Problem details: Print the records below exactly, omitting all pictures.

Natural language region descriptions:
>>>

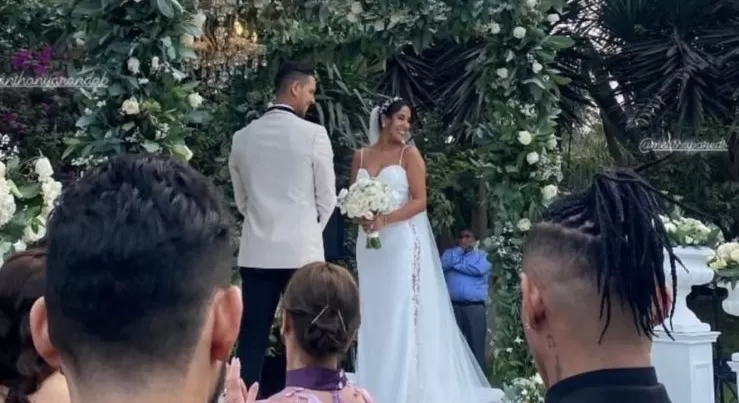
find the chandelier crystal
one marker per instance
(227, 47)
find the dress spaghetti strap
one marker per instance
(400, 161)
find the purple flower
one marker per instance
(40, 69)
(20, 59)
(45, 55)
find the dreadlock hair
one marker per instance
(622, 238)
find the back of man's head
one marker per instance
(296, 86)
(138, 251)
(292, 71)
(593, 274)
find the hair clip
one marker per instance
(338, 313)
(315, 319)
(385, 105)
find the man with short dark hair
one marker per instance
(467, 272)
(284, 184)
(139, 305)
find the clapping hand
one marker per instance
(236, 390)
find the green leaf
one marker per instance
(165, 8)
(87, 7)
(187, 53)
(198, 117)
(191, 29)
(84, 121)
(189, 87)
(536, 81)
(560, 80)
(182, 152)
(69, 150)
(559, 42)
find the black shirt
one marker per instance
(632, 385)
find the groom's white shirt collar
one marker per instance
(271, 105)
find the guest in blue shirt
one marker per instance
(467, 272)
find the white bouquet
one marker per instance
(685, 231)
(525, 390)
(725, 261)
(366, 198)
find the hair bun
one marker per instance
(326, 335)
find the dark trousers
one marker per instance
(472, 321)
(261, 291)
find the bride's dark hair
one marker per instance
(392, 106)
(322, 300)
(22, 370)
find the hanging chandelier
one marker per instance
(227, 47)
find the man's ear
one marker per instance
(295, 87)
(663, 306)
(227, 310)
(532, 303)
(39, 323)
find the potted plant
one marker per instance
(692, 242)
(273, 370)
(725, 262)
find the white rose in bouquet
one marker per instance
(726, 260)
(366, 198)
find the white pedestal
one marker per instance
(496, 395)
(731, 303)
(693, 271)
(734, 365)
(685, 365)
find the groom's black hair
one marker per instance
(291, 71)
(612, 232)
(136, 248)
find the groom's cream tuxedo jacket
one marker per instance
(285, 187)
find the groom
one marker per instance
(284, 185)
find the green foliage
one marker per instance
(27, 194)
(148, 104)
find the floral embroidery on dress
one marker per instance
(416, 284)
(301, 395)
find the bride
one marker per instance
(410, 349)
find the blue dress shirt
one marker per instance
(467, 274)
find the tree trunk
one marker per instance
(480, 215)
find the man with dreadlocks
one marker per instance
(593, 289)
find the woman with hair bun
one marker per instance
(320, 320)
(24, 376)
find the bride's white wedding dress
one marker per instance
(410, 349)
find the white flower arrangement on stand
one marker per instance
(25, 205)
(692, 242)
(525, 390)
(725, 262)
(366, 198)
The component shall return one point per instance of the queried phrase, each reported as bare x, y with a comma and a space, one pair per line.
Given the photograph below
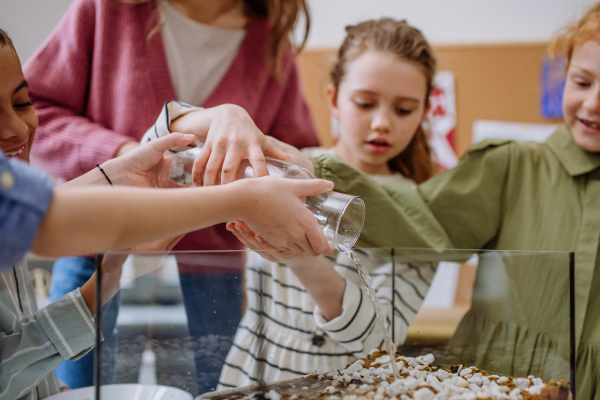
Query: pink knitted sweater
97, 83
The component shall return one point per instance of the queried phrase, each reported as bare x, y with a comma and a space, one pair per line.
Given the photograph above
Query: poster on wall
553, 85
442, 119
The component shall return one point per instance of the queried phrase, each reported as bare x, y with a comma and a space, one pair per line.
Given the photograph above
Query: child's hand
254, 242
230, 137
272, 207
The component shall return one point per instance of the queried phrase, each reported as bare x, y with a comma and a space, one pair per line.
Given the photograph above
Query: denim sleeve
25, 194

<<<

Reply:
find the chandelier crystal
one marker per instance
(227, 47)
find the dress spaghetti strap
one marker per instance
(400, 161)
find the purple flower
one marker per instance
(40, 69)
(20, 59)
(45, 55)
find the dreadlock hair
one marker per instance
(622, 238)
find the back of man's head
one marker per instance
(296, 86)
(138, 251)
(292, 71)
(593, 274)
find the hair clip
one marker per instance
(338, 313)
(315, 319)
(385, 105)
find the man with short dark hair
one marker per instance
(467, 272)
(284, 184)
(139, 305)
find the clapping hand
one marker per instance
(236, 390)
find the green leaf
one marker per instance
(165, 8)
(87, 7)
(187, 53)
(198, 117)
(191, 29)
(84, 121)
(189, 87)
(536, 81)
(560, 80)
(182, 152)
(69, 150)
(559, 42)
find the black shirt
one marker per instance
(632, 385)
find the groom's white shirt collar
one marker per instance
(271, 105)
find the guest in blue shirt
one marker per instance
(467, 272)
find the white bouquet
one marker per instance
(685, 231)
(525, 390)
(725, 261)
(366, 198)
find the hair bun
one marker per instance
(326, 335)
find the dark trousers
one marker per instance
(472, 321)
(261, 291)
find the bride's dark hair
one marker per instance
(392, 106)
(322, 300)
(22, 370)
find the hanging chandelier
one marker per instance
(227, 47)
find the man's ear
one marker per instance
(295, 87)
(663, 306)
(227, 310)
(532, 303)
(39, 323)
find the potted plant
one marker per instance
(692, 242)
(273, 370)
(725, 262)
find the white rose in bouquet
one marker per instance
(726, 260)
(366, 198)
find the white pedestal
one marker per instance
(496, 395)
(731, 303)
(693, 271)
(734, 365)
(685, 365)
find the groom's black hair
one marker per instance
(291, 71)
(612, 232)
(136, 248)
find the groom's cream tuxedo jacket
one marker per instance
(285, 187)
find the groom
one marker per instance
(284, 185)
find the green foliage
one marker per instance
(27, 194)
(148, 104)
find the floral embroidery on dress
one marker per instance
(416, 284)
(301, 395)
find the bride
one marker per instance
(410, 349)
find the blue dress shirt
one marker per instance
(467, 274)
find the tree trunk
one marker per instance
(480, 215)
find the man with dreadlocks
one marker per instance
(593, 289)
find the woman with hair bun
one marker per instance
(320, 320)
(24, 376)
find the bride's white wedding dress
one marker per instance
(410, 349)
find the white flower arrangement on stand
one marker per instance
(25, 205)
(692, 242)
(525, 390)
(725, 262)
(366, 198)
The component shall return one point per instance of the queried phrase, each reported as bare x, y with a comma and a space, one pair per line.
Given the photograph below
Query: pink knitted sweater
97, 83
The component shall return one point per instance of the queried phrase, each reported as bare x, y with a comma and a space, one pair per line.
Given the photograph above
Query: poster on wall
553, 85
442, 119
The component shall return one point per instance of the queried phrase, each reported as bare x, y with a comma and a space, one pair per line.
Given the photograph above
Query: child's hand
254, 242
230, 137
272, 207
The component shall return one point per instance of the queried phrase, each reported as bare x, y with a comma and a space, one pair per line.
Given the photograph above
Query: denim sleeve
25, 194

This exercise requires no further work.